------ EXCERPT TO READ ------
His particular axe to grind involves the ties between big businessmen, usually Chinese, and regional politicians:

When independence came, in the 1940s and 1950s, the region’s new leaders built on a system in which politics rules the economy. In Thailand, military leaders demanded substantial equity positions and a board presence in ethnic Chinese-run companies; the Malay political elite made its financial expectations of Chinese businessmen very clear, in what became known locally as “the bargain.” While the Thai and Malay elites stuck with established Chinese trader families, the two great Southeast Asian dictators of the postwar era – Suharto in Indonesia and Ferdinand Marcos in the Philippines – turned to unknown small-timers of whose absolute loyalty they could be sure. They were men like Liem Sioe Liong, a trader who in a few years became Indonesia’s top tycoon, and Lucio Tan, a man who once worked as a janitor but ended up as a Marcos billionaire.

I don’t know whether it’s refreshing or depressing to see a regional perspective marked by such a scathing indictment of regional billionaires and the politicians they’re cozy with.

I believe this article will make for a very interesting, and perhaps, constructive, discussion. One point Studwell makes, can be connected to the next I want to raise.

Studwell writes,

Most obviously, it is clear today that South Korea and Taiwan take political systems seriously as drivers of development. In 1997, Kim Dae Jung, a longtime democracy and human-rights activist, was elected South Korean president and set in motion the most effective reform process to have occurred in the main crisis countries. Reporting and compliance requirements in the Seoul stock market are now stricter than in Southeast Asia, and the judiciary has shown far greater independence and resolve in pursuing those whose actions contributed to the crisis. The families behind Korea’s chaebol are today much weaker than their peers in Southeast Asia.
------
Return verbatim the passage of the excerpt on Asian tycoons and politics starting at "I don’t know" and ending at "want to raise.".
------ SUPPLIED ENTRIES ------
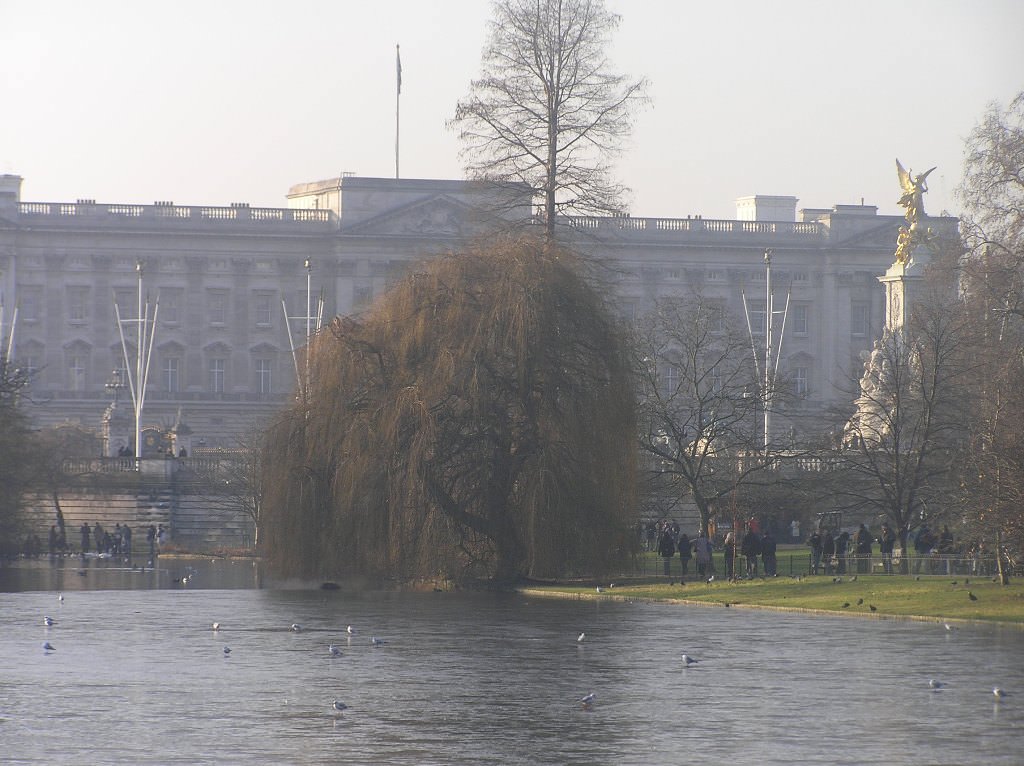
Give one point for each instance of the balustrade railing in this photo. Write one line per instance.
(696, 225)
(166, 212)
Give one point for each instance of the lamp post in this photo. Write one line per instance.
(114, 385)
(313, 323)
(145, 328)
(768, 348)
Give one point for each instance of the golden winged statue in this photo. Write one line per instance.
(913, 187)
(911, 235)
------
------ SUPPLIED ENTRIES ------
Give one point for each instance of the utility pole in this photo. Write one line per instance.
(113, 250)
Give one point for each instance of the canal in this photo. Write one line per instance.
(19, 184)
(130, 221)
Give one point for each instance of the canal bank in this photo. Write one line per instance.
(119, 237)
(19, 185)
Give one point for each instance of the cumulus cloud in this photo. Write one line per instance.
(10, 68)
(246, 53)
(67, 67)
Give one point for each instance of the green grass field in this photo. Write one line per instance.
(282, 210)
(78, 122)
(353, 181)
------
------ SUPPLIED ENTRIES ------
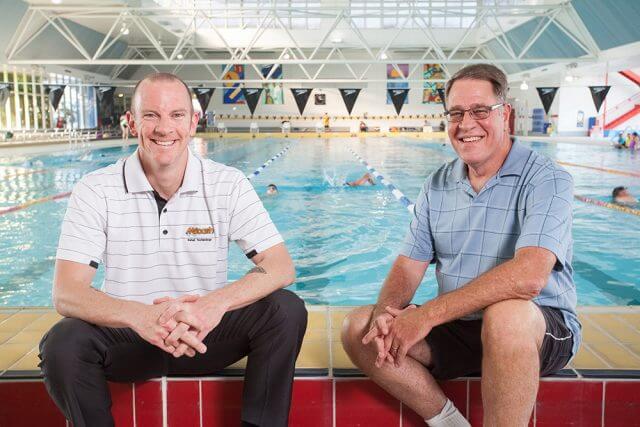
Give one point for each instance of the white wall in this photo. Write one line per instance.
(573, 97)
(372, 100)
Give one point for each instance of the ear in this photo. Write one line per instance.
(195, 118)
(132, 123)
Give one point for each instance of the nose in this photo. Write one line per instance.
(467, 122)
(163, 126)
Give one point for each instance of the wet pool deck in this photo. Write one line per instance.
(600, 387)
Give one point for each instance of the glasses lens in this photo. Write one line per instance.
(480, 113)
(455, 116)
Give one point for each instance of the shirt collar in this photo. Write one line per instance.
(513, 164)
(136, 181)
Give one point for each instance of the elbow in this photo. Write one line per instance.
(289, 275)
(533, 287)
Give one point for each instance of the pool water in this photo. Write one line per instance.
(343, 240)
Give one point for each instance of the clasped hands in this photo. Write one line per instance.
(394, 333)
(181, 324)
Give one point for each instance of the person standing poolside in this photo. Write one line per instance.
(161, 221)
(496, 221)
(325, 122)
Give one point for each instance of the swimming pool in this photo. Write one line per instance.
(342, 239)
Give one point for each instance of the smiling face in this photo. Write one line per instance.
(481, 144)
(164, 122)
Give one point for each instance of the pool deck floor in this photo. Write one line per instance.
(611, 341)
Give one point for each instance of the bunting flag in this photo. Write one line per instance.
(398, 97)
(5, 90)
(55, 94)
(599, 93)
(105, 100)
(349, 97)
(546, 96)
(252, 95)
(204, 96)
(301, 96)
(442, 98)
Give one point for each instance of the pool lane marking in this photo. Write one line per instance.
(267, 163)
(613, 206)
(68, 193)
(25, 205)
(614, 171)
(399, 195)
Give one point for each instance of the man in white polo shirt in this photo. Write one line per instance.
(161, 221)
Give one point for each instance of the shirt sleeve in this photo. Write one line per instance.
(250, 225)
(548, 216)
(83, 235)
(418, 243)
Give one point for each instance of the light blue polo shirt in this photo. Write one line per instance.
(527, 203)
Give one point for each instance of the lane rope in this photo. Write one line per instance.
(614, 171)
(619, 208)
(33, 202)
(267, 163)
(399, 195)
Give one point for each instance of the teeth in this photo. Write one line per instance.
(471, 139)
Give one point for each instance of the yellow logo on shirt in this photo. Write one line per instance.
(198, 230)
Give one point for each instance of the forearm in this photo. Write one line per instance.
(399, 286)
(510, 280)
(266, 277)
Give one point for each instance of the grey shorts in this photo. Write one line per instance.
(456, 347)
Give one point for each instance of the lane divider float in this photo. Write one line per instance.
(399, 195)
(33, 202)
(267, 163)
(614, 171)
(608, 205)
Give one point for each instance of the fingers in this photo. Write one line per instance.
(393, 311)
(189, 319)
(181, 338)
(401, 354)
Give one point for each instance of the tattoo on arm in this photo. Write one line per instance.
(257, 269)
------
--- FINISHED EXERCISE ---
I don’t know whether it’s refreshing or depressing to see a regional perspective marked by such a scathing indictment of regional billionaires and the politicians they’re cozy with.

I believe this article will make for a very interesting, and perhaps, constructive, discussion. One point Studwell makes, can be connected to the next I want to raise.